● **TEKS DOKUMEN**
Market

Gunakan Pesawat Tempur Uzur, Ekonom: Rusia Ingin Reset Ekonomi

Ekonom mengungkapkan motif lain Rusia melakukan invasi ke Ukraina di luar politik, yaitu keinginan Moskow untuk mereset ekonomi global. Hal ini terindikasi dari peralatan perang yang digunakan sudah dalam kondisi ‘uzur’.

Kepala ekonom Bank Central Asia (BCA) David Sumual mengaku tak dapat menyangkal adanya analisis bahwa Rusia ingin mereset ekonomi sebagai motif di balik invasinya ke Ukraina. “Sebab, Rusia mengerahkan peralatan perang yang sebenarnya sudah ‘uzur’. Pesawatnya tempurnya buatan tahun 1990-an bahkan 1980-an,” katanya kepada Inilah.com di Jakarta, Kamis (10/3/2022).

Sebagian besar dari pesawat-pesawat uzur tersebut, bahkan sudah Rusia jual ke negara-negara lain. Padahal, Rusia memiliki misil dan peralatan tempur yang lebih mutakhir dan bisa menyelesaikan operasi militernya dalam tiga hari saja.

“Inilah yang menimbulkan anggapan adanya motif untuk mereset ekonomi, selain sebagai strategi militer,” ujarnya.

Menurut David, reset dalam konteks Perang Rusia-Ukraina adalah mengubah tatanan ekonomi dan politik. Setelah runtuhnya tembok Berlin pada 9 November 1989, kekuatan ekonomi-politik cenderung Unipolar dari sebelumnya Bipolar karena adanya Blok Barat dan Blok Timur.

“Indonesia saat itu masuk Non-Blok. Dulu, Berlin berhadap-hadapan, Timur dan Barat. Sekarang, negara-negara Skandinavia, seperti Finlandia tidak masuk NATO,” ungkap dia.

Perang Mereset Perjanjian Dagang dan Investasi

Begitu juga dengan pecahnya perang Rusia-Ukraina yang mengubah tatanan politik dan ekonomi. Meski bersifat politis pada mulanya, konstelasi ekonomi juga otomatis berubah, terutama terkait perjanjian dagang dan investasi.

David mencontohkan perubhan politik AS yang mengubah perjanjian dagang dan investasi saat Paman Sam bergabung dengan Trans-Pacific Partnership (TPP). TPP merupakan perjanjian dagang antara 12 negara yang terdiri dari AS, Jepang, Australia, Brunei Darussalam, Kanada, Chile, Malaysia, Meksiko, New Zealand, Singapura, Peru dan Vietnam.

“Tapi, zamannya Presiden Donald Trump, AS keluar dari perjanjian tersebut dan ini justru mendorong berkembangnya pakta (perjanjian internasional) ekonomi yang digagas oleh China,” papar dia.

Secara kemampuan militer antara Rusia dan Ukraina, menurut David, bagaikan bumi dan langit, keculi jika NATO menyuplai senjata. “Sejauh ini NATO tidak terang-terangan mendukung Ukraina karena ada ancaman juga dari Putin bagi yang ikut campur,” timpal David.

● **DAFTAR TUGAS**
**1.** Jawab pertanyaan berikut berdasarkan teks dokumen:
(a) Apa jabatan David Sumual?
(b) Kapan tembok Berlin runtuh?
(c) Berapa negara yang tergabung dalam Trans-Pacific Partnership (TPP)?
**2.** Tentukan apakah tiap pernyataan di bawah ini sesuai dengan teks dokumen. Jawab ya atau tidak, lalu kutip kata-kata dari teks yang menjadi dasarnya.
(a) Rusia memiliki peralatan tempur yang lebih mutakhir yang bisa menyelesaikan operasi militernya dalam tiga hari.
(b) AS keluar dari TPP pada masa Presiden Donald Trump.
(c) NATO secara terang-terangan mendukung Ukraina.
**3.** Menurut teks dokumen, mengapa muncul anggapan bahwa Rusia ingin mereset ekonomi melalui invasinya ke Ukraina? Jelaskan dalam satu sampai tiga kalimat.

● **DATA YANG DIBERIKAN**

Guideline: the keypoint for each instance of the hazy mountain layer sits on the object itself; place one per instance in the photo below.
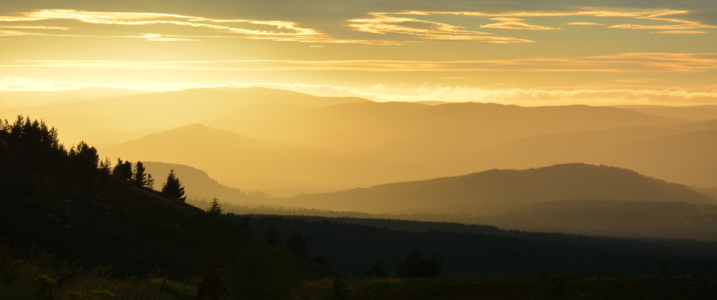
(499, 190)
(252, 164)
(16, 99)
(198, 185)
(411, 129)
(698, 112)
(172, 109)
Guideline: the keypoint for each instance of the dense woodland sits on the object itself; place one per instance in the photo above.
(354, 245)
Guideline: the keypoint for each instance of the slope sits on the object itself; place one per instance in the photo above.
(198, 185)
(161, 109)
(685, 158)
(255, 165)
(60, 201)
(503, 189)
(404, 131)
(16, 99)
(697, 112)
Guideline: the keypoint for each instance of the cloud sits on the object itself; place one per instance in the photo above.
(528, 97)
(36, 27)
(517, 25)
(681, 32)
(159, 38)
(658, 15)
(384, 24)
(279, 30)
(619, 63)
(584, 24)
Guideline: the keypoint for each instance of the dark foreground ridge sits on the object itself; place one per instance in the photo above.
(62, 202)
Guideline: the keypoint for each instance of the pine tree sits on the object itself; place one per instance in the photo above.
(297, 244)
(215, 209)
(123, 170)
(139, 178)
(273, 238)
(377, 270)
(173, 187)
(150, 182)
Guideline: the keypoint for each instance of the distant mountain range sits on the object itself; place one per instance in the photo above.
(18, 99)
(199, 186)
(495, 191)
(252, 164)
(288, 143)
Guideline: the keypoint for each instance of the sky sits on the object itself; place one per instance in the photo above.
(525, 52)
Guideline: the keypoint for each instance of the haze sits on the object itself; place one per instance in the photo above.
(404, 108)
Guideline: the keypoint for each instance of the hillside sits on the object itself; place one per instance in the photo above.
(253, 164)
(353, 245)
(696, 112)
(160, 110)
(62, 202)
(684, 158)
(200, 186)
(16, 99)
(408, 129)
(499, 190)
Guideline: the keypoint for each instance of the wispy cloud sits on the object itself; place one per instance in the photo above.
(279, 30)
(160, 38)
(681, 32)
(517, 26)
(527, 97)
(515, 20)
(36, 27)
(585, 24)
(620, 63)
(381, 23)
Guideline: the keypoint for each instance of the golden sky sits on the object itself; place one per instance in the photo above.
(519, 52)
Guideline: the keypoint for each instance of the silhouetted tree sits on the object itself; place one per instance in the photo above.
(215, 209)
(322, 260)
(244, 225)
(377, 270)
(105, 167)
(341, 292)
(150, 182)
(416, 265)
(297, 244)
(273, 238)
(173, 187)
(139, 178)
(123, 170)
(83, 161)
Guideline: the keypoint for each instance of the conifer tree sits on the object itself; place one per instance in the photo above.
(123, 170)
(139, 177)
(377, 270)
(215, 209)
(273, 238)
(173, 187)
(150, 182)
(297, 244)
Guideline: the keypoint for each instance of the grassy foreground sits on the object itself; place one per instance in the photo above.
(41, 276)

● **JAWABAN PER TUGAS**
**1.**
(a) Kepala ekonom Bank Central Asia (BCA).
(b) 9 November 1989.
(c) 12 negara.

**2.**
(a) Ya: "Rusia memiliki misil dan peralatan tempur yang lebih mutakhir dan bisa menyelesaikan operasi militernya dalam tiga hari saja."
(b) Ya: "zamannya Presiden Donald Trump, AS keluar dari perjanjian tersebut"
(c) Tidak: "Sejauh ini NATO tidak terang-terangan mendukung Ukraina"

**3.** Rusia mengerahkan peralatan perang yang sudah uzur, yaitu pesawat tempur buatan tahun 1990-an bahkan 1980-an, dan sebagian besar pesawat itu bahkan sudah dijual ke negara lain. Padahal Rusia memiliki misil dan peralatan tempur yang lebih mutakhir yang bisa menyelesaikan operasi militernya dalam tiga hari saja. Hal inilah yang menimbulkan anggapan adanya motif mereset ekonomi, selain strategi militer.